** start Input data **

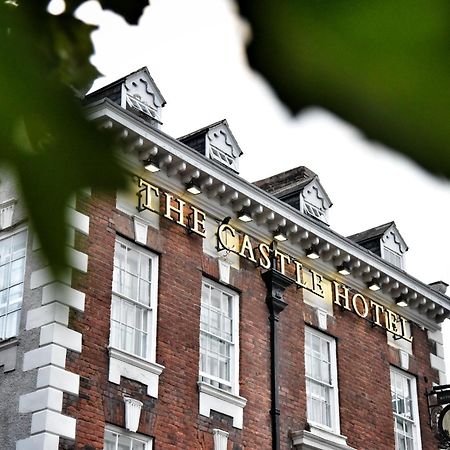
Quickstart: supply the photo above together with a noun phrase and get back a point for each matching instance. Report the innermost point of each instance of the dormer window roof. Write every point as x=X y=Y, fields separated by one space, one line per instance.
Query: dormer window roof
x=216 y=141
x=136 y=92
x=385 y=241
x=300 y=188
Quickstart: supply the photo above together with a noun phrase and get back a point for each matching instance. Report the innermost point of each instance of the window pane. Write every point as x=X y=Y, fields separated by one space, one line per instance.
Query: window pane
x=216 y=336
x=12 y=257
x=17 y=269
x=319 y=378
x=15 y=297
x=12 y=324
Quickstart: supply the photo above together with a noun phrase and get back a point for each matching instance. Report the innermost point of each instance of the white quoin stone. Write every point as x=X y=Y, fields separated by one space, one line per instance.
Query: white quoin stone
x=220 y=439
x=55 y=333
x=47 y=398
x=132 y=413
x=44 y=315
x=42 y=441
x=51 y=376
x=43 y=356
x=140 y=230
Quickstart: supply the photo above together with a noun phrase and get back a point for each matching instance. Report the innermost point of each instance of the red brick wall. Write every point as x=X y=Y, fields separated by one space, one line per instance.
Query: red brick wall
x=364 y=357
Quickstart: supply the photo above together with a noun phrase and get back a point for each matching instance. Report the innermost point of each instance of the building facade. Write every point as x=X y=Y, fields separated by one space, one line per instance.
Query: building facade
x=202 y=311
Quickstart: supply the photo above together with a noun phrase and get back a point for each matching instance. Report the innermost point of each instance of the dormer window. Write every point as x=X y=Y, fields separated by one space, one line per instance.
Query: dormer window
x=392 y=257
x=135 y=102
x=223 y=157
x=385 y=241
x=301 y=189
x=137 y=93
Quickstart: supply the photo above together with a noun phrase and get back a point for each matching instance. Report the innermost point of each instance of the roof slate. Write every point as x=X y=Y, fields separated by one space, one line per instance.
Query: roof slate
x=372 y=233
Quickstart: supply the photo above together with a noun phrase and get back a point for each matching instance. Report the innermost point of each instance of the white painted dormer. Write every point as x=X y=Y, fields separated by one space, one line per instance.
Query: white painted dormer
x=216 y=142
x=314 y=201
x=222 y=146
x=393 y=247
x=141 y=95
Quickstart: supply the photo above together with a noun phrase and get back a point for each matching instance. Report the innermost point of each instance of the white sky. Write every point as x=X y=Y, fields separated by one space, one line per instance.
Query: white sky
x=195 y=53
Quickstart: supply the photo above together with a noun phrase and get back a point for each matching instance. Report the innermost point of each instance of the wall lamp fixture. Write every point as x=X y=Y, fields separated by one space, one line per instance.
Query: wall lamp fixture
x=401 y=301
x=244 y=215
x=343 y=270
x=374 y=286
x=312 y=253
x=280 y=236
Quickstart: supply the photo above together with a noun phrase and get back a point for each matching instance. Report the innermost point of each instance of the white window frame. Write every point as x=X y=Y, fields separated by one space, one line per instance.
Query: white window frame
x=148 y=441
x=212 y=398
x=233 y=383
x=151 y=307
x=139 y=105
x=334 y=396
x=387 y=253
x=133 y=366
x=5 y=236
x=415 y=420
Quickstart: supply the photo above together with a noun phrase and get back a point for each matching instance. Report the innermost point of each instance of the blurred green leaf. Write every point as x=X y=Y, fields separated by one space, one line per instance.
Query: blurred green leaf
x=44 y=137
x=383 y=66
x=130 y=10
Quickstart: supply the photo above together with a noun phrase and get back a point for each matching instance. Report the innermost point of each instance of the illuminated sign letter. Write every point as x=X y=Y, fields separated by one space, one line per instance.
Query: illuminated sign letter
x=364 y=307
x=284 y=259
x=145 y=195
x=177 y=210
x=199 y=225
x=227 y=237
x=264 y=252
x=376 y=309
x=247 y=247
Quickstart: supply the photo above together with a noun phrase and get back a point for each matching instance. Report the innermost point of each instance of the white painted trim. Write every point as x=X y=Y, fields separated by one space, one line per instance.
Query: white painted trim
x=153 y=306
x=55 y=333
x=132 y=413
x=134 y=368
x=335 y=418
x=47 y=398
x=115 y=429
x=51 y=376
x=140 y=230
x=415 y=406
x=212 y=398
x=77 y=220
x=43 y=356
x=44 y=276
x=53 y=422
x=42 y=441
x=107 y=108
x=317 y=439
x=59 y=292
x=53 y=312
x=234 y=358
x=220 y=439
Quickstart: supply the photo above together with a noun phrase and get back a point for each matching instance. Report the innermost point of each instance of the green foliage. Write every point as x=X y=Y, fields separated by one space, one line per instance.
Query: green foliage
x=383 y=66
x=44 y=137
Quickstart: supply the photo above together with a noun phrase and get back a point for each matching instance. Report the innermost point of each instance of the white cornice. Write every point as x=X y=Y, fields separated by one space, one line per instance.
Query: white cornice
x=278 y=211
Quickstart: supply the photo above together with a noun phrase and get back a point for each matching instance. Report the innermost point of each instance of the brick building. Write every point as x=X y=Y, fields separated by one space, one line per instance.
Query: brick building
x=205 y=312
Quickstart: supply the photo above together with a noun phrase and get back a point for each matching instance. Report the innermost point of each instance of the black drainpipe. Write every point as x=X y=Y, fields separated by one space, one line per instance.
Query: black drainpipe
x=276 y=284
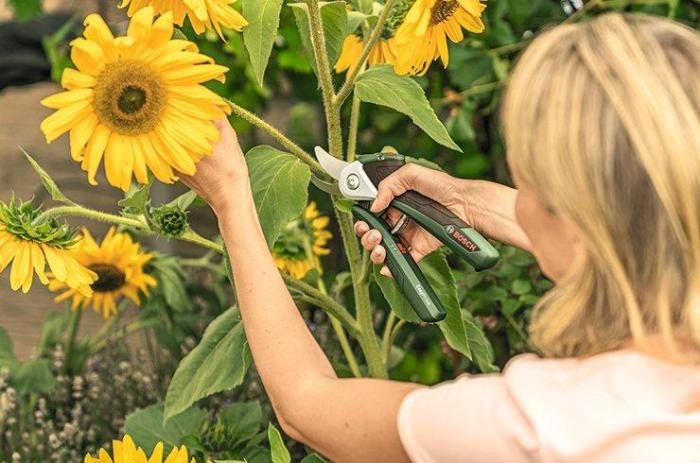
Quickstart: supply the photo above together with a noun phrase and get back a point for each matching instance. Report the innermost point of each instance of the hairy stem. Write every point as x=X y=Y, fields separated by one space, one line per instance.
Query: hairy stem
x=318 y=40
x=292 y=147
x=193 y=237
x=73 y=326
x=324 y=302
x=79 y=211
x=355 y=70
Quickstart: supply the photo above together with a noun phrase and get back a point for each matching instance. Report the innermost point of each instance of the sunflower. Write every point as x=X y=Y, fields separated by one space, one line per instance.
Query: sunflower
x=302 y=243
x=136 y=101
x=202 y=13
x=422 y=38
x=384 y=51
x=125 y=451
x=118 y=263
x=31 y=246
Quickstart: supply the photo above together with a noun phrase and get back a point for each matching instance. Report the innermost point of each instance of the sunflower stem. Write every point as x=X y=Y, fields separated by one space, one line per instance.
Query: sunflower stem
x=354 y=128
x=335 y=323
x=386 y=337
x=193 y=237
x=131 y=328
x=324 y=302
x=354 y=72
x=74 y=323
x=293 y=148
x=318 y=40
x=79 y=211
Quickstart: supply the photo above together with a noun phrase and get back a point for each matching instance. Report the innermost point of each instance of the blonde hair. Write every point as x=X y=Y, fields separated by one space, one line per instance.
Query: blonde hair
x=602 y=120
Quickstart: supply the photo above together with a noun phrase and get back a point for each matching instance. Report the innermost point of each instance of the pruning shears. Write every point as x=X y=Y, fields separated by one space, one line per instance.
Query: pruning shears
x=357 y=181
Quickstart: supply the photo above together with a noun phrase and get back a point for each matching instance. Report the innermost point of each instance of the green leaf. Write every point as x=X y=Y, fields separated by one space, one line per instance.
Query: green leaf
x=280 y=454
x=137 y=197
x=47 y=181
x=314 y=458
x=33 y=376
x=146 y=427
x=440 y=277
x=280 y=187
x=380 y=85
x=521 y=286
x=218 y=363
x=242 y=420
x=482 y=352
x=26 y=9
x=259 y=36
x=334 y=16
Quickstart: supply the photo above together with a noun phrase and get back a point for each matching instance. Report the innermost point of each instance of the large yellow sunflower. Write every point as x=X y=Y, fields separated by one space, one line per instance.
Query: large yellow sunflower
x=384 y=51
x=422 y=38
x=202 y=13
x=136 y=101
x=118 y=263
x=302 y=243
x=31 y=246
x=125 y=451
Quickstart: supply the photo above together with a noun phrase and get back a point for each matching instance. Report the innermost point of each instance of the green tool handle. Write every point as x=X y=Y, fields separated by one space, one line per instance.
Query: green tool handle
x=453 y=232
x=405 y=271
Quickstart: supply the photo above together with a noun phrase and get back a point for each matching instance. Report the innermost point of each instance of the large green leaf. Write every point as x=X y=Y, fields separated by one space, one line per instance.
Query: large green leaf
x=482 y=352
x=280 y=186
x=259 y=36
x=334 y=16
x=147 y=428
x=380 y=85
x=218 y=363
x=440 y=277
x=280 y=454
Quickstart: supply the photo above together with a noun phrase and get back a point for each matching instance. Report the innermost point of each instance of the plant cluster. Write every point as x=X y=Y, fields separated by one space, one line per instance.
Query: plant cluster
x=142 y=104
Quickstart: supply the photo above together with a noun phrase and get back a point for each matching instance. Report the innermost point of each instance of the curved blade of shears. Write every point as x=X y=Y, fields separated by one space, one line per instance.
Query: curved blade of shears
x=352 y=179
x=330 y=164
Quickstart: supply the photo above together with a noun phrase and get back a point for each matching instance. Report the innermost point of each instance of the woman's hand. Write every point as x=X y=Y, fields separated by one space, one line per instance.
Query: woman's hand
x=222 y=178
x=486 y=206
x=431 y=183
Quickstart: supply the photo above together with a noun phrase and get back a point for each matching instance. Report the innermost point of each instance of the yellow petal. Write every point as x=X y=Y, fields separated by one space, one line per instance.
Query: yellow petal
x=95 y=151
x=63 y=99
x=73 y=79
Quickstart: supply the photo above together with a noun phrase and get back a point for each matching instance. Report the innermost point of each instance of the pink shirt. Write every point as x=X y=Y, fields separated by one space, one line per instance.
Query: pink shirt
x=611 y=408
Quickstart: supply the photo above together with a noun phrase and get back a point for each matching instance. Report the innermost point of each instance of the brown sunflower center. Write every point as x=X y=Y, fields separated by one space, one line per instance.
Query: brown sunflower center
x=130 y=97
x=442 y=11
x=109 y=278
x=131 y=100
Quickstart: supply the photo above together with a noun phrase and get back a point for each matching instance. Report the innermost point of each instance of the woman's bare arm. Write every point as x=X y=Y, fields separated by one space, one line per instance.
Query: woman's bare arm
x=345 y=419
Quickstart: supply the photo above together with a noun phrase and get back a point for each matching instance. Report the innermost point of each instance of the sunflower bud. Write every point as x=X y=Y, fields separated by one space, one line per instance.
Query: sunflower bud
x=171 y=221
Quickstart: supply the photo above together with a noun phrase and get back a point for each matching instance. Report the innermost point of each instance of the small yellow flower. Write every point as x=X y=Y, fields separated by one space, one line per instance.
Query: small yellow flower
x=302 y=243
x=422 y=38
x=384 y=51
x=202 y=13
x=125 y=451
x=136 y=102
x=118 y=263
x=30 y=247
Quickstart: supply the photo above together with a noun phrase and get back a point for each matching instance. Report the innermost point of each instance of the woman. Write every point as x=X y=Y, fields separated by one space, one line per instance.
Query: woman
x=603 y=132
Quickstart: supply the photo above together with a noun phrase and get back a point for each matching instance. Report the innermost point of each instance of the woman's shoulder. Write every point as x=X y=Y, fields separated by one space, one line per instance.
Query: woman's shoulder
x=604 y=408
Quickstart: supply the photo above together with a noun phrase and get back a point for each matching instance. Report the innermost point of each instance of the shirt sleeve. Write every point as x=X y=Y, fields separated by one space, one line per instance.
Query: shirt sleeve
x=471 y=419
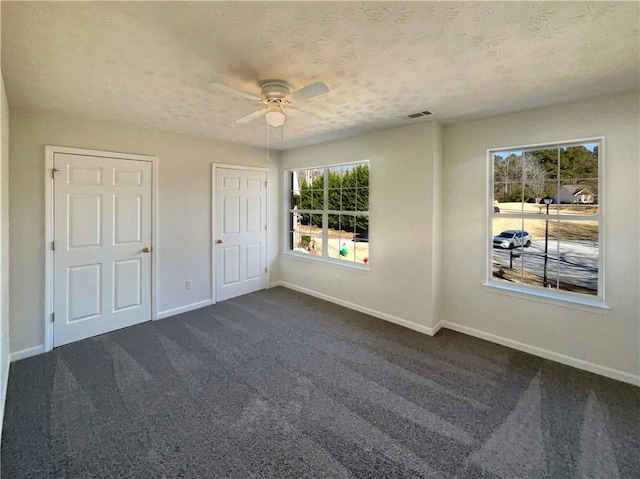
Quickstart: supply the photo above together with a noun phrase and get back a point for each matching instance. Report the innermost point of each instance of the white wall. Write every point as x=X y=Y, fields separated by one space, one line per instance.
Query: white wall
x=609 y=344
x=4 y=248
x=184 y=208
x=404 y=204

** end Input data **

Aim: What do the lines above say from the line containing "the woman's shoulder." through the last line? Quote them exactly, both ends included, and leave out the pictures.

Output below:
Quickstart: supply the photo above together with a noun phrase and get back a point for each matching instance. Report the innermost point of each instance of the woman's shoulder. Write every point as x=X y=Y, fields separated by one space, one line per instance.
Query: woman's shoulder
x=604 y=408
Quickstart: supply the photo above together with a noun phrase and get back a point for each matching instance. Report the innermost point of each instance of the shirt sleeve. Write every point as x=X y=Y, fields separated by one space, one line per instance.
Query: shirt sleeve
x=471 y=419
Quickstart: supply the photo above together with a noun phrase and get back a point for each matching instance. Report the innermost point of each instance of the white wall. Write every point as x=X y=Y, fields separated by one space, one line per instance.
Query: white wall
x=609 y=344
x=4 y=248
x=184 y=208
x=404 y=204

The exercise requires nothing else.